───── Source passage ─────
Briana Heaney Published

Historic Floods Leave Rural Community With Questions

A road eroded away to a skinny sliver sits along a tiny creek.
This small creek that can usually be stepped over rose up the 20-foot bank and eroded away at the road.

Escaping The Flood

Anna Goodnight’s yellow panel house sits along the Little Creek hollow. Her home, and the other homes on this street, are accessible by a small bridge that crosses a trickling creek. The morning of August 28th she stood along the side road holding her son’s hand, waiting to put him on the bus. It was raining and had been raining on and off for a couple days.

At 6:45 a.m. Anna looked up the road and noticed the small creek was the slightest bit higher than normal. 

“I looked up the road and I called their dad. I said, are you sure everything’s still good? Yeah, (he said) sure. I said, Are you sure? Are you sure everything’s gonna be okay? He said yeah, everything’s fine,” Goodnight said. 

Moments after she ended the call the river had breached its five-foot banks. She looked up stream and saw waves of turbulent water coming towards her. 

“It literally looked like the dam opened and all this just came gushing down,” she said.
───── Items ─────
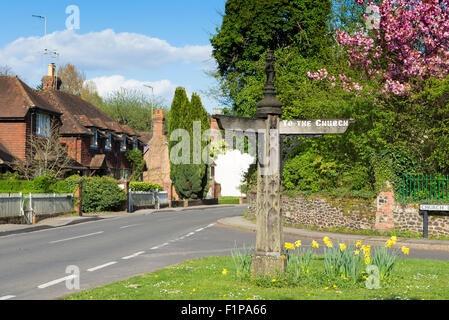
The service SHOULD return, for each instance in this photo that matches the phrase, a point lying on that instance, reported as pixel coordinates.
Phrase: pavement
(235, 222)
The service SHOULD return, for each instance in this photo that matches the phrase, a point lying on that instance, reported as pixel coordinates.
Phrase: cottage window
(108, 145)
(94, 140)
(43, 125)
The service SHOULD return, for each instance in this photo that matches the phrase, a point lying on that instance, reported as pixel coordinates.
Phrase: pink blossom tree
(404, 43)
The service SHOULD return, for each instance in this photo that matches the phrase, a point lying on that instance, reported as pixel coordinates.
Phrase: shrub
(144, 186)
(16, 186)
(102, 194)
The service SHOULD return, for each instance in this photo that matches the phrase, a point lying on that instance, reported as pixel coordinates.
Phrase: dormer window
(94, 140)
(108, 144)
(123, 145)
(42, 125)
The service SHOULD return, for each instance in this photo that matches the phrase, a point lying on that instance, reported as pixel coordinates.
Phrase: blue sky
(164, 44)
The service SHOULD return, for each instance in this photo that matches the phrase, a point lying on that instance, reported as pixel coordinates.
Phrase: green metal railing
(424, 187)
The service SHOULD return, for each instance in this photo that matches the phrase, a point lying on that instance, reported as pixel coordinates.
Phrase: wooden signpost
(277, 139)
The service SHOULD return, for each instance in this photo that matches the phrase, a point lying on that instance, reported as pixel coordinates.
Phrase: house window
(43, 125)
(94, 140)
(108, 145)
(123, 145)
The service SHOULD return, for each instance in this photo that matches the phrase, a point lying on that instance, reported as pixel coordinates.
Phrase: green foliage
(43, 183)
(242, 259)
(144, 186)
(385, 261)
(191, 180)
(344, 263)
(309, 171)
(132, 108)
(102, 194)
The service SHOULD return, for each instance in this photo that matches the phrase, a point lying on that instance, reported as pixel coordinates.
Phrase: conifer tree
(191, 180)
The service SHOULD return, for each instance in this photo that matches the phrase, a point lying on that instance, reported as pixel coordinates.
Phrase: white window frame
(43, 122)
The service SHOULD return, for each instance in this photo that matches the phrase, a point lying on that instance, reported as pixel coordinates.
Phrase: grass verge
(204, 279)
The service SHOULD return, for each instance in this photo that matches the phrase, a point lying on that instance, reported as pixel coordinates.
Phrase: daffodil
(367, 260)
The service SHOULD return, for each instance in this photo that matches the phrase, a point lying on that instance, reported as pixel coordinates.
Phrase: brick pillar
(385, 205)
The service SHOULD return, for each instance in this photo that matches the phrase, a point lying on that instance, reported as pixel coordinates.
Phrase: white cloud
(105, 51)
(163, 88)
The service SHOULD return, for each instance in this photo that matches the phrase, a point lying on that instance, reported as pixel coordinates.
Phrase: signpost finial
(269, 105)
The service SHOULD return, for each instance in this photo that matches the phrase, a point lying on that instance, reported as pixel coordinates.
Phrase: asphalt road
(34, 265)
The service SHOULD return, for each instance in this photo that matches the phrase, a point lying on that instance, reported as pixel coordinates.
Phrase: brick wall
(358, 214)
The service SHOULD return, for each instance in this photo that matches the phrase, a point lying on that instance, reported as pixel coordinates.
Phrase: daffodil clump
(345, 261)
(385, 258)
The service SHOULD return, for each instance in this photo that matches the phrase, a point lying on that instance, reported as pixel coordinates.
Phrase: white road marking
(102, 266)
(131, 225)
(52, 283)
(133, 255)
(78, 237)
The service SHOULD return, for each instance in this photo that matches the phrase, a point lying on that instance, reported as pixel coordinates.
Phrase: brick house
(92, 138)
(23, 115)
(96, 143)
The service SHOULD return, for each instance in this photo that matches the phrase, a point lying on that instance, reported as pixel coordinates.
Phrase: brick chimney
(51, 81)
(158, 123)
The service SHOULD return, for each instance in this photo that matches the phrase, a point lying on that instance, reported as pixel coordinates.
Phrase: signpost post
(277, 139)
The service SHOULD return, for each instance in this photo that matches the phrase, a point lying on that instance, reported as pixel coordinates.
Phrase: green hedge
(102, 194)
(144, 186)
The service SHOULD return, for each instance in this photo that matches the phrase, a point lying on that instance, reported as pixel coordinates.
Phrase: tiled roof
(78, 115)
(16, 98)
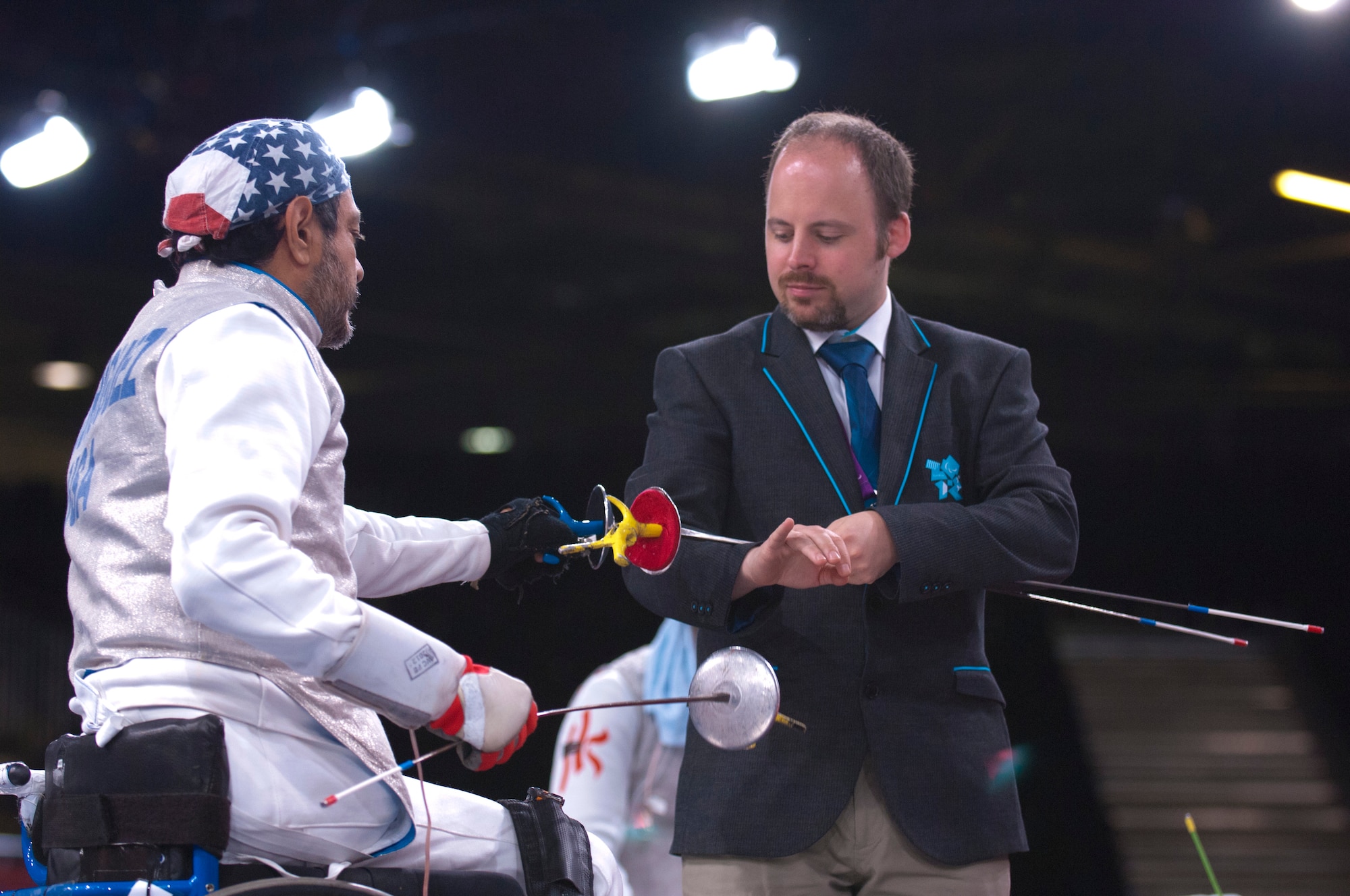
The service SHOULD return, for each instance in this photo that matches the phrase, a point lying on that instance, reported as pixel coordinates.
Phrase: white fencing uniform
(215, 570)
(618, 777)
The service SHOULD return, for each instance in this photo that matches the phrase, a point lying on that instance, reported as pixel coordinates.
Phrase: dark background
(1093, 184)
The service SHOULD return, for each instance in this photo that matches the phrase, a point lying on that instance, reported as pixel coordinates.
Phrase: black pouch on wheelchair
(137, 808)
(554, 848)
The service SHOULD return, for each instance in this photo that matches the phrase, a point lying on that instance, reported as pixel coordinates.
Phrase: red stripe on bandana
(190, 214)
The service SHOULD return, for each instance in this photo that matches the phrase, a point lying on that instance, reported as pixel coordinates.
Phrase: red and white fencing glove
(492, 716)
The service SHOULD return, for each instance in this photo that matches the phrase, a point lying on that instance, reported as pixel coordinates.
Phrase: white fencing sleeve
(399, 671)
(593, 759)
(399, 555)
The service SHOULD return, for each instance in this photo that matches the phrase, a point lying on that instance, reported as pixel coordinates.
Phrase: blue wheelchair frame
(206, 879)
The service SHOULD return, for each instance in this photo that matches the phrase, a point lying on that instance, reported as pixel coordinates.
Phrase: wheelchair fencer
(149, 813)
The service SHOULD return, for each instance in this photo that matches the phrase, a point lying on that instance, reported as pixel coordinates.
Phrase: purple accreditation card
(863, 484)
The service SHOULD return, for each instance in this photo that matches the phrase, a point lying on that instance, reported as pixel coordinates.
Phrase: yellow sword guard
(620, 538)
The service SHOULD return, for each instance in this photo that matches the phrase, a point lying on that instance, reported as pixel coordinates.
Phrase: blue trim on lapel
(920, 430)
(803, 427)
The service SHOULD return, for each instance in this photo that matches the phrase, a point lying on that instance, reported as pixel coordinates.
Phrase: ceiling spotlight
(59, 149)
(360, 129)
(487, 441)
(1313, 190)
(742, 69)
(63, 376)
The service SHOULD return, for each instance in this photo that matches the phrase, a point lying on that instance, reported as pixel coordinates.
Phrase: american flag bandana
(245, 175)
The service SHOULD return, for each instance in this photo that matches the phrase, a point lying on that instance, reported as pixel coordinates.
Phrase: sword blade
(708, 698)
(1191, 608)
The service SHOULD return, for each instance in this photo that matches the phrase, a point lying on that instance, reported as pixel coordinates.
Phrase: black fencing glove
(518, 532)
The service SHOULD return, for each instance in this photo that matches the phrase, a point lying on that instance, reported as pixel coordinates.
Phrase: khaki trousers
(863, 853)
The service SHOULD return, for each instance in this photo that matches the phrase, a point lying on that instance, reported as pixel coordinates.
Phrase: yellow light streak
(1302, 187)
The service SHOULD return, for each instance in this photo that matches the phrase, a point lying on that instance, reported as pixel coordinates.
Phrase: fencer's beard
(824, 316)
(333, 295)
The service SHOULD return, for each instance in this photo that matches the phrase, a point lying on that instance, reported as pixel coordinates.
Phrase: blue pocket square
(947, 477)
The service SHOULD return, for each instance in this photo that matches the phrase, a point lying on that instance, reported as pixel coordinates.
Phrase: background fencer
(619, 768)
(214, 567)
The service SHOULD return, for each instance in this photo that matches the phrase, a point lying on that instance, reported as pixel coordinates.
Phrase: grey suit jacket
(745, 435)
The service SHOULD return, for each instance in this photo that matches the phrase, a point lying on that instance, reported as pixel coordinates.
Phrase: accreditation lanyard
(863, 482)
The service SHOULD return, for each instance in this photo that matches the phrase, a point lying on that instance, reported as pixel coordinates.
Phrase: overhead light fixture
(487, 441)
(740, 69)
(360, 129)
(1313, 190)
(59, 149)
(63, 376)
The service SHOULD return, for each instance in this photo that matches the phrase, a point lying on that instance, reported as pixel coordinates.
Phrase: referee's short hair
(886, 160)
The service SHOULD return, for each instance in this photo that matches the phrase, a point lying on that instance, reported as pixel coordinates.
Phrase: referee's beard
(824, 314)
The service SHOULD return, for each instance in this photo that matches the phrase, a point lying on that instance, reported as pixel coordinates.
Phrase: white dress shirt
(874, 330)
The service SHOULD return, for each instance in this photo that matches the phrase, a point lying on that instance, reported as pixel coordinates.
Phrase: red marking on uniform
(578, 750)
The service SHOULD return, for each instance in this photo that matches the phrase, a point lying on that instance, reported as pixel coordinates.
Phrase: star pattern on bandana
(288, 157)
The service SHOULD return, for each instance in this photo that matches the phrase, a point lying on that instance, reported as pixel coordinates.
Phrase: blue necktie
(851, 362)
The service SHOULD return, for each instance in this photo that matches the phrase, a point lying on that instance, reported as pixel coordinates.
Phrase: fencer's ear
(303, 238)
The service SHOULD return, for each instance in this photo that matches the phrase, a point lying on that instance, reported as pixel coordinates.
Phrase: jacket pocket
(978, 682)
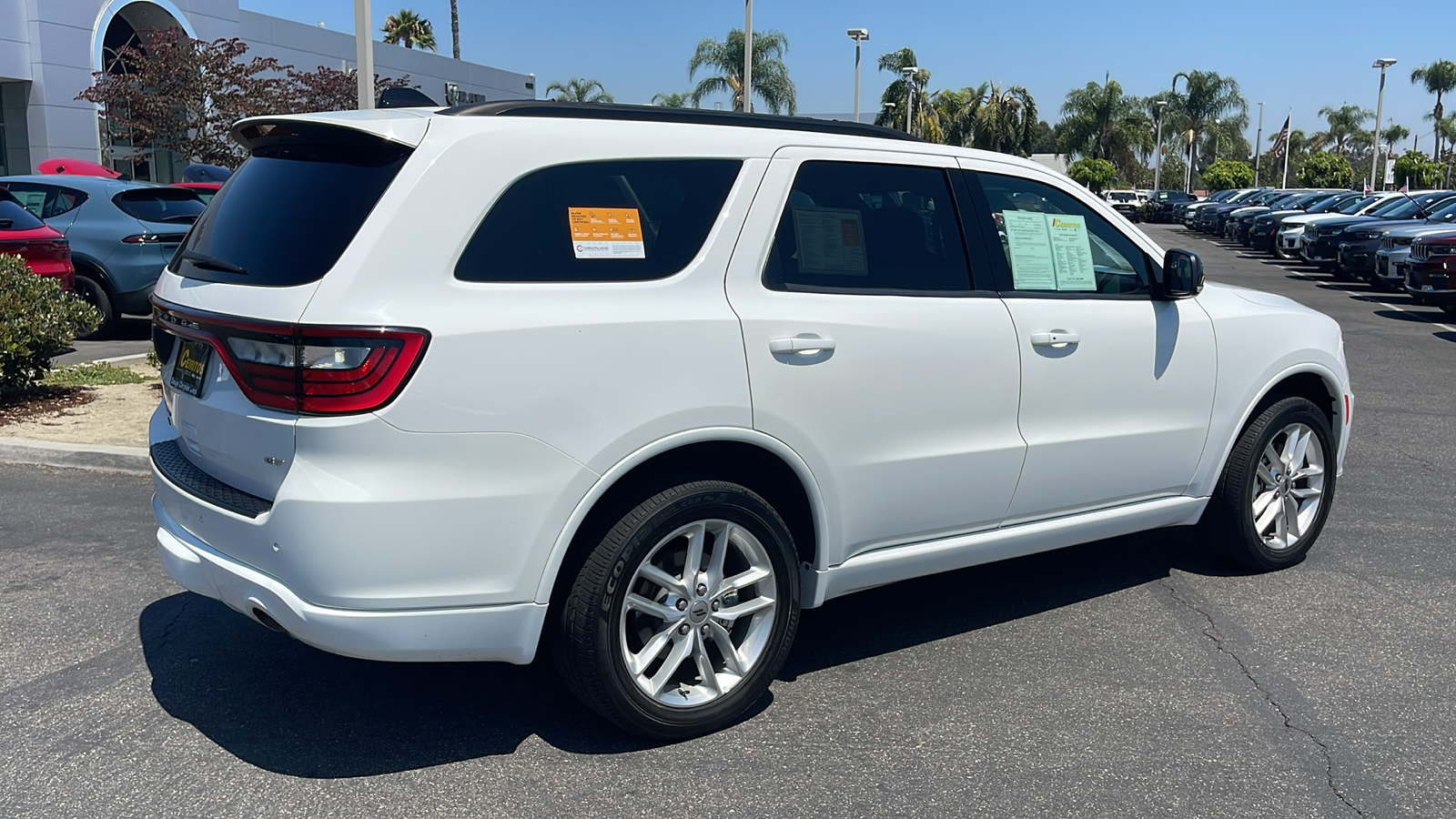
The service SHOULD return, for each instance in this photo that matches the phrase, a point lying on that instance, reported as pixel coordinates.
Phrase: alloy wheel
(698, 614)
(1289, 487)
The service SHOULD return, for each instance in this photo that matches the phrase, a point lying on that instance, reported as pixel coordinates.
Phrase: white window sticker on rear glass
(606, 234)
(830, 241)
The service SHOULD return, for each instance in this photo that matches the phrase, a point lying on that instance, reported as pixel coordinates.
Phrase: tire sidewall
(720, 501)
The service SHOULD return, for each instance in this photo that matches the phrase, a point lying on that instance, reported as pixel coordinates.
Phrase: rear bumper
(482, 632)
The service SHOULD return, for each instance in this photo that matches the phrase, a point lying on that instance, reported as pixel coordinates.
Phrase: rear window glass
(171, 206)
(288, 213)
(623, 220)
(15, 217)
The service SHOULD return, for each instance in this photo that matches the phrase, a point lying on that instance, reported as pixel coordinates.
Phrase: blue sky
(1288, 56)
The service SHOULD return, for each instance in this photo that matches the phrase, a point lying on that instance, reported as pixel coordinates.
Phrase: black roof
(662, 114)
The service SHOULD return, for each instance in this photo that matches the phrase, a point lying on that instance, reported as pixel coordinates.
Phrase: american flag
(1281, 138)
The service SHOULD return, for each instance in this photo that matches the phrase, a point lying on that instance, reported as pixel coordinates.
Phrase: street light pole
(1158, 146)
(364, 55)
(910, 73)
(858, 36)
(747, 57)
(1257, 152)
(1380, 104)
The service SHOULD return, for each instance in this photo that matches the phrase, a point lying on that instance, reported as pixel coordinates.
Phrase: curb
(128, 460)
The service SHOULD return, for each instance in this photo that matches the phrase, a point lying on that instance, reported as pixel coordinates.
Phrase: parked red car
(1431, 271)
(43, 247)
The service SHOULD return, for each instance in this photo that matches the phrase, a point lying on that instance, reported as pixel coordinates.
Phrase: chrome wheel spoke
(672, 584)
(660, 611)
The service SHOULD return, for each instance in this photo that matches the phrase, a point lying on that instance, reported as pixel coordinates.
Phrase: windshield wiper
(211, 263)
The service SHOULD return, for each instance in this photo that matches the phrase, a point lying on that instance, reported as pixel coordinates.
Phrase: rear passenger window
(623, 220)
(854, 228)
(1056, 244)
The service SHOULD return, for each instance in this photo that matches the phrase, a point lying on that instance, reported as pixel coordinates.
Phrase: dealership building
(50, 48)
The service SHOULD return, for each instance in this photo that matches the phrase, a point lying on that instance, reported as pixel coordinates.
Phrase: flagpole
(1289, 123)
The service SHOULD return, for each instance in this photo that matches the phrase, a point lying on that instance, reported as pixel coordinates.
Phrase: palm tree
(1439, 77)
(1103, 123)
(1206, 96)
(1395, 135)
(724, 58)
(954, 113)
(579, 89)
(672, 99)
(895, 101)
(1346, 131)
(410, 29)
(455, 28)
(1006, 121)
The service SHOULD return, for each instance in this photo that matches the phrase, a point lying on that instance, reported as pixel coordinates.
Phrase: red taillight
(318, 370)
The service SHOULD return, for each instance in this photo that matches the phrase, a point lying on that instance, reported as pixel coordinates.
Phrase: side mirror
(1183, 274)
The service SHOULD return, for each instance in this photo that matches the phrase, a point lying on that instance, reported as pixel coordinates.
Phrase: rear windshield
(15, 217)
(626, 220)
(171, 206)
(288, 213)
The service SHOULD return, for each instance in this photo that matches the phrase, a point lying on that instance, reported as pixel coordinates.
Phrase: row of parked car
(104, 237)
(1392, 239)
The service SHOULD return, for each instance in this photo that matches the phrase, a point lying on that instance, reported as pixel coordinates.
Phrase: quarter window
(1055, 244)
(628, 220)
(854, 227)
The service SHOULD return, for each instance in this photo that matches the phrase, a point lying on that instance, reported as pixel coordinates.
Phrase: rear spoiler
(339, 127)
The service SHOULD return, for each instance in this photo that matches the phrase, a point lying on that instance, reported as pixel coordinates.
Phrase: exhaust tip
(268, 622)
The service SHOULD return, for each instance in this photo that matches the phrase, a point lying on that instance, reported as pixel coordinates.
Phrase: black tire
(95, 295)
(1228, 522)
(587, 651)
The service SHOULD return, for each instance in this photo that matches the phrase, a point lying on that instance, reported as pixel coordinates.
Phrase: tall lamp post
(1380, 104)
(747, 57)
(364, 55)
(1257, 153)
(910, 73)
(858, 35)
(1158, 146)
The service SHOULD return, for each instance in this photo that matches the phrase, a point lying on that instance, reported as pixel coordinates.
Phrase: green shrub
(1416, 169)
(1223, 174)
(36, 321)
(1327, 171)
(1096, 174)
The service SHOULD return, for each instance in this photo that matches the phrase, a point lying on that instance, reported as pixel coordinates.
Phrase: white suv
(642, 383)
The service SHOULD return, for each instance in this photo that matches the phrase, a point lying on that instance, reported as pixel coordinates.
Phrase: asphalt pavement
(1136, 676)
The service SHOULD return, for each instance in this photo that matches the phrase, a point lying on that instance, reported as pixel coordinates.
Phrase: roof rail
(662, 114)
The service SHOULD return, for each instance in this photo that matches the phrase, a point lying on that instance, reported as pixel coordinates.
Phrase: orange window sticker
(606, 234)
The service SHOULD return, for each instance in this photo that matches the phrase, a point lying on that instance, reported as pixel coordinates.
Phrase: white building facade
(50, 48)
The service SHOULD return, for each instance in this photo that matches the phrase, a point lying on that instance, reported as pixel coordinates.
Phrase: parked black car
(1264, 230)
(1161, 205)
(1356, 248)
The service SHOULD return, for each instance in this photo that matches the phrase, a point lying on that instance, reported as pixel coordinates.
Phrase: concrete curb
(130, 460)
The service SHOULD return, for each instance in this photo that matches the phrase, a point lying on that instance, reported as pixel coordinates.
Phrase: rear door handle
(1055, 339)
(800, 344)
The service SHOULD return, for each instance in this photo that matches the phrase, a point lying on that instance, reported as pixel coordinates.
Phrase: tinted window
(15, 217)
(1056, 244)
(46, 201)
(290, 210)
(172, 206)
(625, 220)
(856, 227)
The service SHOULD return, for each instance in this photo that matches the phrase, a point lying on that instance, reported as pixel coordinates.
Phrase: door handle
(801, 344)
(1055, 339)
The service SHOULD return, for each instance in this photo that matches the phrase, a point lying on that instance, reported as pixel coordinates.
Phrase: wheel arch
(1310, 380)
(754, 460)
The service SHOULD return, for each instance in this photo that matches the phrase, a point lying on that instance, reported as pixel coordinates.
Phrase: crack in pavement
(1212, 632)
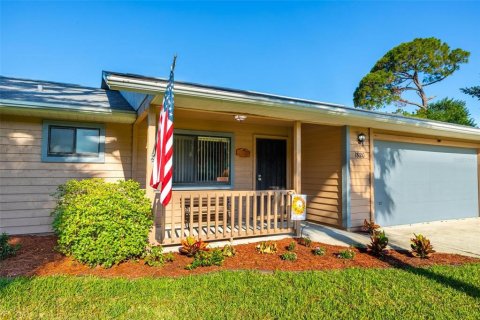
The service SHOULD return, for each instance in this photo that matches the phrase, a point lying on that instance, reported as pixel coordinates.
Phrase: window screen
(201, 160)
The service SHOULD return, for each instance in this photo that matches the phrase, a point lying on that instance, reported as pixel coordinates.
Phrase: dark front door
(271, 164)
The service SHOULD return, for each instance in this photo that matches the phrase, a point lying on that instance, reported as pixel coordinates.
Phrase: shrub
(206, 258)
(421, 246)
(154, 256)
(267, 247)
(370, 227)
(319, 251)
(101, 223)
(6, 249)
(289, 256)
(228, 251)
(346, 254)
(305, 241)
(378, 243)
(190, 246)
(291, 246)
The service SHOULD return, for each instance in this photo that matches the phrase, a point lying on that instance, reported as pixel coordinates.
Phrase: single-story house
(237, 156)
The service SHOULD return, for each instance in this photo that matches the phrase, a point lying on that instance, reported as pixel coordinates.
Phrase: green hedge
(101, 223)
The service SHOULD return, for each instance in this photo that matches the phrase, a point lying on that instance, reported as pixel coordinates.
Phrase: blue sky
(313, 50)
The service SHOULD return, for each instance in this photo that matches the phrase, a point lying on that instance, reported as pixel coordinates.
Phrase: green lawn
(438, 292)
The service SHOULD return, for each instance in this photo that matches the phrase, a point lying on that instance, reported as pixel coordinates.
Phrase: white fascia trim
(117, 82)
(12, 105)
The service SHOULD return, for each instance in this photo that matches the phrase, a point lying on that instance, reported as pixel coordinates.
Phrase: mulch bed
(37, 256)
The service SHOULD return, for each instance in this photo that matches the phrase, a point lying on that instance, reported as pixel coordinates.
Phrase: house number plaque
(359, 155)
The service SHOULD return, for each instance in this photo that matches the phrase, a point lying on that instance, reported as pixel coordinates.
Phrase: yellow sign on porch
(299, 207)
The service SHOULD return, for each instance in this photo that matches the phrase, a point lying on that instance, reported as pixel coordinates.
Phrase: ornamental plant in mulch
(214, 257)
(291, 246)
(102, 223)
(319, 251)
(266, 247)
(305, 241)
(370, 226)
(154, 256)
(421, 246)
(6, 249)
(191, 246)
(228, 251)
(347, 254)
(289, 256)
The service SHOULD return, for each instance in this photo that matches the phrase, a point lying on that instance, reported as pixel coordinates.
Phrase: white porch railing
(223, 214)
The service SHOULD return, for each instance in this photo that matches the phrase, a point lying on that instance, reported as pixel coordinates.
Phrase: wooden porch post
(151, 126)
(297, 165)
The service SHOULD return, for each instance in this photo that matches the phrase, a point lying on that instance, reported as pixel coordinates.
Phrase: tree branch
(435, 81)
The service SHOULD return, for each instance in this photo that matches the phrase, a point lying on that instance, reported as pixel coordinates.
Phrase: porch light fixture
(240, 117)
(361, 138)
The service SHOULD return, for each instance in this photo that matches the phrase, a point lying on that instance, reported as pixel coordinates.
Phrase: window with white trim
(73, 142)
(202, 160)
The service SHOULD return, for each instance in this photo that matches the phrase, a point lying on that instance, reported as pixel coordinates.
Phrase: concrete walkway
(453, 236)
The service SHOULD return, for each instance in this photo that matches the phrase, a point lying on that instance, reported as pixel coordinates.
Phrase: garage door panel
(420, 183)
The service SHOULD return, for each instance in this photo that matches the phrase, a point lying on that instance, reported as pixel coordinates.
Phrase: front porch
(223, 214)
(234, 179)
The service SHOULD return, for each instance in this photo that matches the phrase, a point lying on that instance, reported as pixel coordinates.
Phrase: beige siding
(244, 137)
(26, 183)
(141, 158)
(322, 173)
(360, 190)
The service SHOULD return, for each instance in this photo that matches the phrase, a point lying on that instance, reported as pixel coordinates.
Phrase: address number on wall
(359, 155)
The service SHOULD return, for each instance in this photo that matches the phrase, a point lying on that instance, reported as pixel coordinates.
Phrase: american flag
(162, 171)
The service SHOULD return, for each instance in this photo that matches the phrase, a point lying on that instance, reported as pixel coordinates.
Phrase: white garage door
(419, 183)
─────
» **Exercise instructions**: Write out the flood article verbatim, starting with "A road eroded" and going on through "higher than normal.".

» **Answer for the task**:
A road eroded away to a skinny sliver sits along a tiny creek.
This small creek that can usually be stepped over rose up the 20-foot bank and eroded away at the road.

Escaping The Flood

Anna Goodnight’s yellow panel house sits along the Little Creek hollow. Her home, and the other homes on this street, are accessible by a small bridge that crosses a trickling creek. The morning of August 28th she stood along the side road holding her son’s hand, waiting to put him on the bus. It was raining and had been raining on and off for a couple days.

At 6:45 a.m. Anna looked up the road and noticed the small creek was the slightest bit higher than normal.